- _AUFGABE A_
Fasse den Forenthread über die Codenamen der HD7000-Reihe in drei Sätzen zusammen.
- _AUFGABE B_
Gib aus dem Forenthread den Abschnitt von „das wäre dann“ bis einschließlich „Informationspolitik höher pushen?“ wortgetreu wieder.

# HD7000 - Codenamen bekannt



## KILLTHIS (22. April 2011)

ATi-Forum.de gibt bekannt, dass die kommenden Codenamen für die HD7000-Reihe gefunden wurden.

Es war vermutlich nicht gewollt, dass die vier Codenamen im Programm HWiNFO in Version 3.73 aufgetaucht sind - aber somit weiß man von vier verschiedenen Grafikkarten-Kernen die auf den Markt kommen.
Dabei handelt es sich um:

Tahiti
New Zealand
Thames
Lombok

Folgt man LegitReviews, sollen erste Modelle bereits im Mai diesen Jahres in die Massenproduktion gehen, damit sie noch im 3. Quartal 2011 erscheinen können - damit hätte die HD 6000-Serie nicht mal ein Jahr gehalten. Wie immer werden die Low-End-Modelle erst später, vermutlich im 4. Quartal diesen Jahres erwartet. Bisher wird nur erwartet, dass keine neue Architektur auf den Markt kommt, sondern nur ein Shrink von 40nm auf 28 nm.


Quelle: Radeon HD 7000 Codenames bekannt


----------



## 0Martin21 (22. April 2011)

coool, coool coool, also verdichten sich die gerüchte immer weiter das die noch dieses Jahr kommen.


----------



## PCGH_Marc (22. April 2011)

Leute, wann lernt ihr das mit der Quelle?!  Die richtige Quelle ist Tech Connect und NICHT das Ati Forum.


----------



## Blackstacker (22. April 2011)

kommen die Chips dann von GF ? 
bei TSMC steht noch nix von 28 nm fertigung 

das wäre dann ein ziemlicher schlag gegen Nvidia da TSMC erst ab dem 3. Quartal mit 28 nm risk fertigung anfangen will da wird die ausbeute nicht so toll sein


----------



## Cyris (22. April 2011)

Und wann lernt ihr das, wenn eine User News vor eurer erschienen ist, auch die Leute zu benennen, die einfach schneller sind und eurer Seite die Informationspolitik höher pushen?


----------



## omega™ (22. April 2011)

PCGH_Marc schrieb:


> Leute, wann lernt ihr das mit der Quelle?!  Die richtige Quelle ist Tech Connect und NICHT das Ati Forum.


 
Ehm, was ist denn das für eine Logik?
Ist nicht böse gemeint, aber wenn User X die informationen z.B wie hier aus dem ATI Forum(denke mal nicht das offizielle?) hat und dort keine andere Quelle angegeben ist, kann man doch das Forum als Quelle benutzen?

- _ERFASSTE DATEN_
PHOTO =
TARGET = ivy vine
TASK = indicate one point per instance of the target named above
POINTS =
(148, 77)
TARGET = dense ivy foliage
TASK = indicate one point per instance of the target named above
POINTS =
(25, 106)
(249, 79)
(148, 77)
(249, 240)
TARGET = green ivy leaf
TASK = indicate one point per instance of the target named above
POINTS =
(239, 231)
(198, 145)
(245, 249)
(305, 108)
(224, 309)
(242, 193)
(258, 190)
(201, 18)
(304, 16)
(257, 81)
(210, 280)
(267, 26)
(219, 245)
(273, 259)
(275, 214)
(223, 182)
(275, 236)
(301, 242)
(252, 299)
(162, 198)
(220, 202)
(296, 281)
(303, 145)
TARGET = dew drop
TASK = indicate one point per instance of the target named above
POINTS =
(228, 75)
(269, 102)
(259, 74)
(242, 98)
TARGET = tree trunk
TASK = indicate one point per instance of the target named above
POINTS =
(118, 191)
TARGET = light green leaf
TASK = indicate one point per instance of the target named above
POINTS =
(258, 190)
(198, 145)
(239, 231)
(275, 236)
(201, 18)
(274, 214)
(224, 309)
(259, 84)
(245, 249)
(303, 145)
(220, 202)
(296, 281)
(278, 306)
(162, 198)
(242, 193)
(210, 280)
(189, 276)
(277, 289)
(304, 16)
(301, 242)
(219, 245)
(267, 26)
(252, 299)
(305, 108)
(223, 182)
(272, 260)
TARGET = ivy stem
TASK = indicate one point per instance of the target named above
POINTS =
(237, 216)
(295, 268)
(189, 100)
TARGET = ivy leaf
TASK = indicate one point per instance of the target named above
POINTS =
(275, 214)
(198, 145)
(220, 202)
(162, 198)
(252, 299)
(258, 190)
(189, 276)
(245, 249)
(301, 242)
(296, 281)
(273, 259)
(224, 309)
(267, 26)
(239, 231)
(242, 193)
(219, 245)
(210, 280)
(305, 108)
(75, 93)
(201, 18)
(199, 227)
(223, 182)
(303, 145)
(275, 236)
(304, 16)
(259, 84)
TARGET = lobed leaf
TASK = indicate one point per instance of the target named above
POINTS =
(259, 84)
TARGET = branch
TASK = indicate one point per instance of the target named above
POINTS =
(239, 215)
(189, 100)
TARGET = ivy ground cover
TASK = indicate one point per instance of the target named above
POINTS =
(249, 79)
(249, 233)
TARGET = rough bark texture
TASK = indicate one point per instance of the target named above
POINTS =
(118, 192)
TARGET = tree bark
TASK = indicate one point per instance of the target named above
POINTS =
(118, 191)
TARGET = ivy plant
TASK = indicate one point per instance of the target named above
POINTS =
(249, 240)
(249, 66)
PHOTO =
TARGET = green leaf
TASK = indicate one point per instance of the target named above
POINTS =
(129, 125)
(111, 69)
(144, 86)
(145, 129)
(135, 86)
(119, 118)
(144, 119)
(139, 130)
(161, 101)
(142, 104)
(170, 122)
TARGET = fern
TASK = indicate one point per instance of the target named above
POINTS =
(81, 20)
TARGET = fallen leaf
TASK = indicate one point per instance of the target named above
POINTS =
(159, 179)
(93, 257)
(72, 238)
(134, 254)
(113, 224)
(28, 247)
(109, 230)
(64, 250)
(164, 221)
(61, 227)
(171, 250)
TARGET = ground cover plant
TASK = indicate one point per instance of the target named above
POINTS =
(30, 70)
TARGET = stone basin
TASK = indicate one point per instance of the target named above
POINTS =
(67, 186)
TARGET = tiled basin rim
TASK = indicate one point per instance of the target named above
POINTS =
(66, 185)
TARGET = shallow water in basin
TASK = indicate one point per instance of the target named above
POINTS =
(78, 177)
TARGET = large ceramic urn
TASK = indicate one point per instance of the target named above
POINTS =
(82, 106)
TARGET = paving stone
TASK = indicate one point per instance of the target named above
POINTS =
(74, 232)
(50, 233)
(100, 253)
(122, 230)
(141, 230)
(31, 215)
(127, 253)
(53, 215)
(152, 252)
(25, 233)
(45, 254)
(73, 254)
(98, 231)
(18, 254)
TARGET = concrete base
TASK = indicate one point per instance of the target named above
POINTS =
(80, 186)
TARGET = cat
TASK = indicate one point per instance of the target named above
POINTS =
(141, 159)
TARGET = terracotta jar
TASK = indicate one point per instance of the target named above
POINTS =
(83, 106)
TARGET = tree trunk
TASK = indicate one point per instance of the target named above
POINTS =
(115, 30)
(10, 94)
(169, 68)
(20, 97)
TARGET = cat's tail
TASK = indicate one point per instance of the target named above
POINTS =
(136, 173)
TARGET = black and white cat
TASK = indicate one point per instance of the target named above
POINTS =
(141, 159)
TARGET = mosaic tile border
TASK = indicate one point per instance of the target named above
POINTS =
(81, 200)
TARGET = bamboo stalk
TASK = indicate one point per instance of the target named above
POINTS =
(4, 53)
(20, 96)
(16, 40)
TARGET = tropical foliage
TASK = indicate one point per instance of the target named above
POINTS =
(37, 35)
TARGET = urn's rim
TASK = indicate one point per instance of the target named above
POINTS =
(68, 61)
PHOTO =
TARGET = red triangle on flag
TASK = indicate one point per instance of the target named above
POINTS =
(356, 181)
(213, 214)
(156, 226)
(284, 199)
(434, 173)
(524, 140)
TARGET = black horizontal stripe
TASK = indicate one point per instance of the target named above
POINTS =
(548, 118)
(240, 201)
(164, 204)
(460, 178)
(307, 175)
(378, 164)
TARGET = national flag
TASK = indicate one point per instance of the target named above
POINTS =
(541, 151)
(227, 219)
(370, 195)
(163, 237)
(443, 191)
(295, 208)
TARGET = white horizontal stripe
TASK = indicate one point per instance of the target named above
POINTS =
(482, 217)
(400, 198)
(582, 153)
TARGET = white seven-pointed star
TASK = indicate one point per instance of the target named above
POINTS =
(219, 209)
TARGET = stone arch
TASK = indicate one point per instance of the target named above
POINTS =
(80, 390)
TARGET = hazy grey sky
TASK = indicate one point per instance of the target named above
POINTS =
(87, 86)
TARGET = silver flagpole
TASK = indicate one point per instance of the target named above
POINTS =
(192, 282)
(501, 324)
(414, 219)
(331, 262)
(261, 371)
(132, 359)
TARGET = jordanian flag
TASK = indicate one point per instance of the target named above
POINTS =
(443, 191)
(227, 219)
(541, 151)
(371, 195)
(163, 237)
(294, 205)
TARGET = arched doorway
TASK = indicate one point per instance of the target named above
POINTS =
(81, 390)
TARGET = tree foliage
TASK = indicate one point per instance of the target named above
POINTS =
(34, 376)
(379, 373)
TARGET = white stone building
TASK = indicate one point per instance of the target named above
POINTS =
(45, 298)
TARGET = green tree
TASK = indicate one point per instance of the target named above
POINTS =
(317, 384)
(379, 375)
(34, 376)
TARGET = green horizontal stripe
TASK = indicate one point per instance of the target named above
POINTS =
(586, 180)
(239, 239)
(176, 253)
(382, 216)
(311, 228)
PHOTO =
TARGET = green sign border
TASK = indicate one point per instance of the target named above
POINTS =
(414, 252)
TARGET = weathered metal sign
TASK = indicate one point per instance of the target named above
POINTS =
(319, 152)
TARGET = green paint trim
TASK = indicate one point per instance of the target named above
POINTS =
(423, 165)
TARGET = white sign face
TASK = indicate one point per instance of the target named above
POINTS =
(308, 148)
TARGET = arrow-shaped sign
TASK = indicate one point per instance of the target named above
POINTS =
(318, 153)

- _RICHTIGE LÖSUNG A_
Im Programm HWiNFO sind in Version 3.73 vier Codenamen für Grafikkarten-Kerne der HD7000-Reihe aufgetaucht: Tahiti, New Zealand, Thames und Lombok. Laut LegitReviews sollen erste Modelle schon im Mai in die Massenproduktion gehen und im 3. Quartal 2011 erscheinen, wobei statt einer neuen Architektur nur ein Shrink von 40 nm auf 28 nm erwartet wird. In den Antworten wird unter anderem darüber gestritten, ob das ATi-Forum oder Tech Connect als Quelle anzugeben ist.

- _RICHTIGE LÖSUNG B_
das wäre dann ein ziemlicher schlag gegen Nvidia da TSMC erst ab dem 3. Quartal mit 28 nm risk fertigung anfangen will da wird die ausbeute nicht so toll sein


----------



## Cyris (22. April 2011)

Und wann lernt ihr das, wenn eine User News vor eurer erschienen ist, auch die Leute zu benennen, die einfach schneller sind und eurer Seite die Informationspolitik höher pushen?